=== WHAT TO WORK ON ===
In the forum thread below about a new M&P9, reproduce word for word the passage between "Got the Crimson" and "on the purchase!", inclusive.

# My new M&P9



## mbfjr (Jun 18, 2008)

Just got it July 4th :smt1099

















Got the Crimson Trace grips today...cool... cant wait to get to the range Saturday and sight in the laser!:mrgreen:


----------



## BeefyBeefo (Jan 30, 2008)

Congrats on the purchase! 

-Jeff-


----------



## dagored (Oct 29, 2008)

Thanks for the picts. Just purchased the M&P .40 and found the CT grips. Do you just take off the back of the interchangeable grips and replace it with the CT?


----------



## xd9atl (Nov 30, 2008)

very nice, i may have to make this my second in the arsenal...


----------



## HowardCohodas (Nov 16, 2008)

dagored said:


> Do you just take off the back of the interchangeable grips and replace it with the CT?


That's it. The CT grips are approximately the same size as the medium back strap. They are slightly wider because of the batteries. I was bouncing between the small and medium back straps, but actually found the CT more comfortable than either one.


----------



## xd9atl (Nov 30, 2008)

looks good! what did the CT run, around 350?



HowardCohodas said:


> That's it. The CT grips are approximately the same size as the medium back strap. They are slightly wider because of the batteries. I was bouncing between the small and medium back straps, but actually found the CT more comfortable than either one.


----------



## HowardCohodas (Nov 16, 2008)

xd9atl said:


> looks good! what did the CT run, around 350?


The best prices I've found are from Shooters Resource. I've purchased two from them, one for my M&P 45fs and one for my LCP.

MSRP: $329.00
Shooters Resource: $239.95 (includes shipping)

http://www.shooters-resource.com/category/SW.html

If your are an NRA certified instructor, you can get great prices from Crimson Trace directly.


----------



## xd9atl (Nov 30, 2008)

i wonder how shooters resource can sell them for so much cheaper....



HowardCohodas said:


> The best prices I've found are from Shooters Resource. I've purchased two from them, one for my M&P 45fs and one for my LCP.
> 
> MSRP: $329.00
> Shooters Resource: $239.95 (includes shipping)
> ...


----------



## HowardCohodas (Nov 16, 2008)

xd9atl said:


> i wonder how shooters resource can sell them for so much cheaper....


They started with Crimson Trace before Crimson Trace set up their distributor network and were permitted to continue their direct relationship. We get the benefit. I am completely satisfied with them as a supplier and would buy from them again.


----------



## xd9atl (Nov 30, 2008)

always good to have a relationship like that...my only worries about the CT for me is i am a lefty shooter, and idk if my right hand would cover the laser, especially since i am new to shooting, my right hand is always on



HowardCohodas said:


> They started with Crimson Trace before Crimson Trace set up their distributor network and were permitted to continue their direct relationship. We get the benefit. I am completely satisfied with them as a supplier and would buy from them again.


----------



## HowardCohodas (Nov 16, 2008)

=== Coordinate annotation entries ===

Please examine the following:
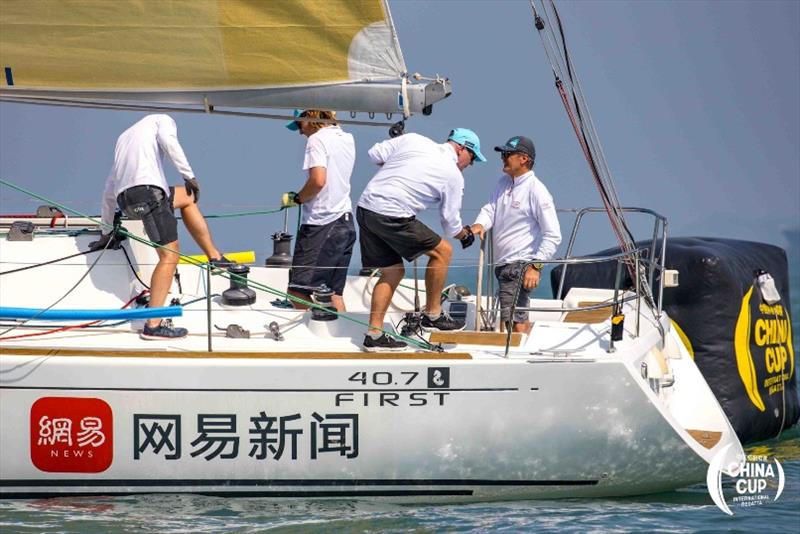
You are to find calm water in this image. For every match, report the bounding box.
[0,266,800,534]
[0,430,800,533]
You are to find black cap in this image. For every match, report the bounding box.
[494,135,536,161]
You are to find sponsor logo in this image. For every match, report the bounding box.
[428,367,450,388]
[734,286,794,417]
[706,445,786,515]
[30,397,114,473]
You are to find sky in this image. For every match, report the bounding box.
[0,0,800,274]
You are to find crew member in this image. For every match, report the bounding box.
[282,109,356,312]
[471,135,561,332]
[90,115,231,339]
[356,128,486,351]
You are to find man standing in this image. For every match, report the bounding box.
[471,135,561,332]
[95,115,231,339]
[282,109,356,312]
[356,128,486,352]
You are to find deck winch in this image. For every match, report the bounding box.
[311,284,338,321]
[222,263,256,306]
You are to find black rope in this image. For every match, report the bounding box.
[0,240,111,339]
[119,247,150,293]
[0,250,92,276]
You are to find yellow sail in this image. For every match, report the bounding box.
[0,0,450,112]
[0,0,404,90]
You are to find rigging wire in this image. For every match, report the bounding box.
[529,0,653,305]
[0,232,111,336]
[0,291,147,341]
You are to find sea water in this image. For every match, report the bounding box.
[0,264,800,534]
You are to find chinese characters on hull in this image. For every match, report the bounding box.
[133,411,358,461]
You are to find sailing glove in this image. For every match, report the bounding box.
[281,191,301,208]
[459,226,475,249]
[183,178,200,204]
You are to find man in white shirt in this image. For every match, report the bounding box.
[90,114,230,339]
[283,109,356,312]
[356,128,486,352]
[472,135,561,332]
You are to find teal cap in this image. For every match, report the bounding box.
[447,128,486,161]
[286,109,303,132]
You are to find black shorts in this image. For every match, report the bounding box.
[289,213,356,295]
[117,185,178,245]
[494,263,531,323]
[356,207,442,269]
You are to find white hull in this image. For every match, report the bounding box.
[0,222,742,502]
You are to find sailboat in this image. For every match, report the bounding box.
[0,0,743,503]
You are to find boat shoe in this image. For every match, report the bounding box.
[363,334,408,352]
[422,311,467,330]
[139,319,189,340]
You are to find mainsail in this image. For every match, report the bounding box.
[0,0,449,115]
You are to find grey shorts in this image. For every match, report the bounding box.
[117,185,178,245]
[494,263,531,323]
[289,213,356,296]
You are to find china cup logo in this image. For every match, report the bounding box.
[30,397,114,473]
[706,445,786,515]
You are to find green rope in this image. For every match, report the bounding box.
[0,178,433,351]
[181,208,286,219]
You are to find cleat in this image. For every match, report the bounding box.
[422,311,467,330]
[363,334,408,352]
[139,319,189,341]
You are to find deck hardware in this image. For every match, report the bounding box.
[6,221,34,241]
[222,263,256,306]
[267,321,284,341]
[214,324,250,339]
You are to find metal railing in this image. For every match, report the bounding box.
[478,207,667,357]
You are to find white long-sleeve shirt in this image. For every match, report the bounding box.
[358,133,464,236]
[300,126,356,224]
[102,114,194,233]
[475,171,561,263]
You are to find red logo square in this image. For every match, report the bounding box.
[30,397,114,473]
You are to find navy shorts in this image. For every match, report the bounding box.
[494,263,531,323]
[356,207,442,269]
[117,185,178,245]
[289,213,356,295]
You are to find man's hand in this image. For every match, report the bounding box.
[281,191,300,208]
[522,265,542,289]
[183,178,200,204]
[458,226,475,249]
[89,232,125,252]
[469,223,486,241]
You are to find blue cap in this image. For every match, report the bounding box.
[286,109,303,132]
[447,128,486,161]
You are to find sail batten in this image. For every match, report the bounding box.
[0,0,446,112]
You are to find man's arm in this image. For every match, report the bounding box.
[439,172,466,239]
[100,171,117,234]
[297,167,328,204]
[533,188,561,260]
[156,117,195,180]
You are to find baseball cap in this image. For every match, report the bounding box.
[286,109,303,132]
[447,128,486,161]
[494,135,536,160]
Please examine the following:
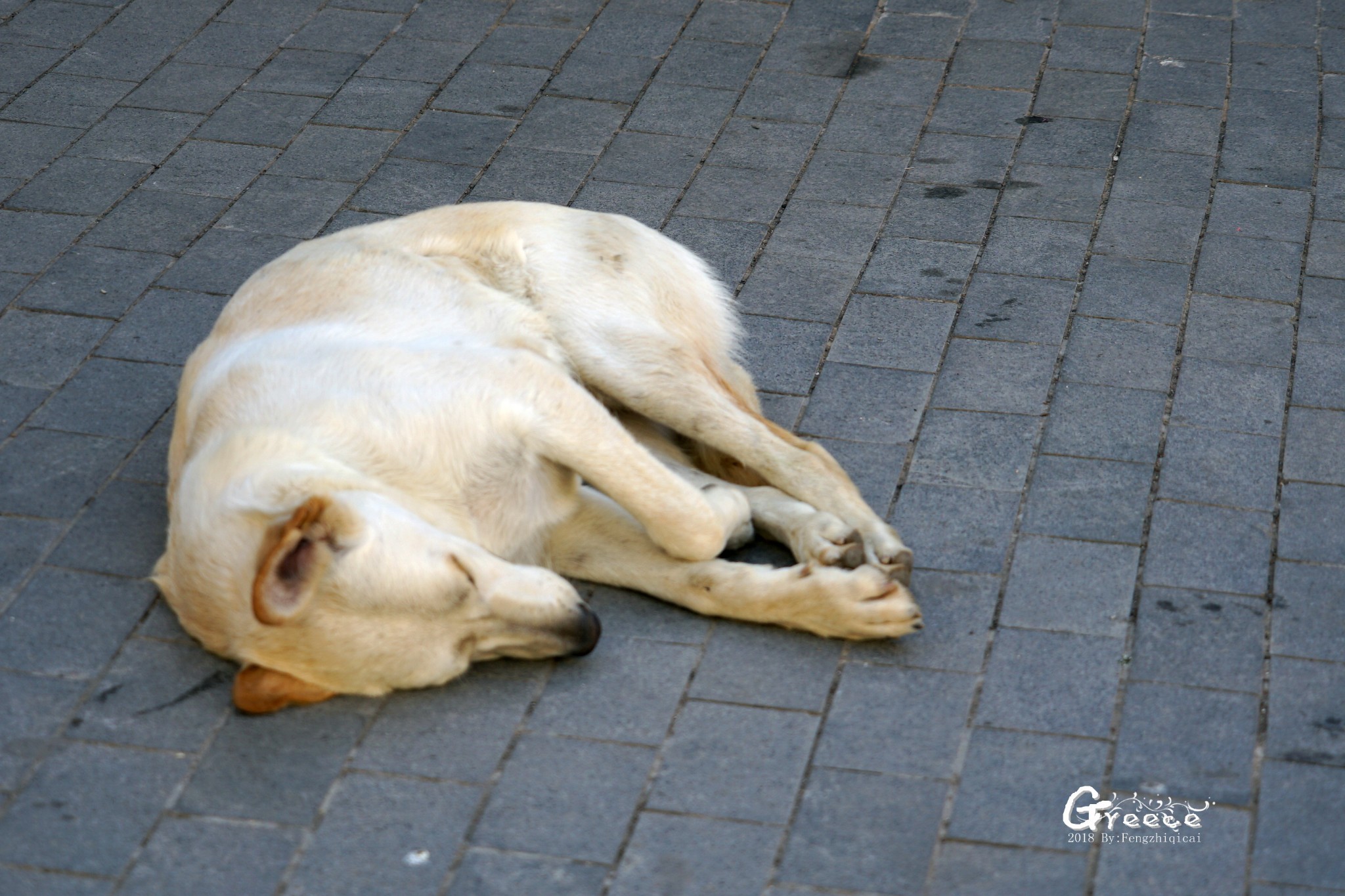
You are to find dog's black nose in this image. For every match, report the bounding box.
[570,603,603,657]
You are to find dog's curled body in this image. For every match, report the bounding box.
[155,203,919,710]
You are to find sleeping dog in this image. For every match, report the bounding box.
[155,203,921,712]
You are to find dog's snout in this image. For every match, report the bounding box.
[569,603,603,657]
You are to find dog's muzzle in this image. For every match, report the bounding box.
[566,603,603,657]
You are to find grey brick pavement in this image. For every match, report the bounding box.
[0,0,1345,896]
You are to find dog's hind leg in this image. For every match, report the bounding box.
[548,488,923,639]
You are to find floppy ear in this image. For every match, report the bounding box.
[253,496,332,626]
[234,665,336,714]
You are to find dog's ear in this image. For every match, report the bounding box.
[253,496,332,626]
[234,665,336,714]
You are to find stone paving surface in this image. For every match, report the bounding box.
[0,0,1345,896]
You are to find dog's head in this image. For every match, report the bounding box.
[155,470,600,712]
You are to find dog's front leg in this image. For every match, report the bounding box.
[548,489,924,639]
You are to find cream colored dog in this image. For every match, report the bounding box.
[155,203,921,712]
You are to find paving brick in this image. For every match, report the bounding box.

=== RESULT BELOW ===
Got the Crimson Trace grips today...cool... cant wait to get to the range Saturday and sight in the laser!:mrgreen:


----------



## BeefyBeefo (Jan 30, 2008)

Congrats on the purchase!